__PASSAGE TO READ__
* * * *

Affirmative Action in College Admission

November 27, 2011

Political Theory

A couple weeks ago, my section discussed affirmative action pertaining to college admissions. Affirmative action is a policy that attempts to advance equality. Often times, affirmative action is enacted to make up for past discrimination which may have caused disadvantages to certain groups of individuals. In the United States, affirmative action is used in many colleges to help promote the diversity on campuses across the nation and to help ensure a certain distribution of various ethnicities.

Take a quick look at this article:

 Two woman, Abigail Fisher and Rachel Michalewicz filed a lawsuit attempting to overturn a 2003 Supreme Court Case allowing the use of race in the admissions process. They have targeted the University of Texas, believing they were denied simply because they were white. Past high court decisions, including Grutter vs. Bollinger, have allowed the use of race-based affirmative action to select incoming classes. However, in Texas, courts have already shot down race-based admission in Hopwood vs. Texas which forced state universities to find alternative ways of increasing their diversity.

* * * *

__DATASET EXCERPT__
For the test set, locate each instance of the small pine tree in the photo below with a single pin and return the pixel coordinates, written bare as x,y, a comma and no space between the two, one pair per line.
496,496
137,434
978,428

* * * *

__DESCRIPTION OF THE TASK__
Reproduce word for word the stretch of the affirmative action piece from "November 27, 2011" through "of various ethnicities.".

__RESPONSE FOR THIS EXERCISE__
November 27, 2011

Political Theory

A couple weeks ago, my section discussed affirmative action pertaining to college admissions. Affirmative action is a policy that attempts to advance equality. Often times, affirmative action is enacted to make up for past discrimination which may have caused disadvantages to certain groups of individuals. In the United States, affirmative action is used in many colleges to help promote the diversity on campuses across the nation and to help ensure a certain distribution of various ethnicities.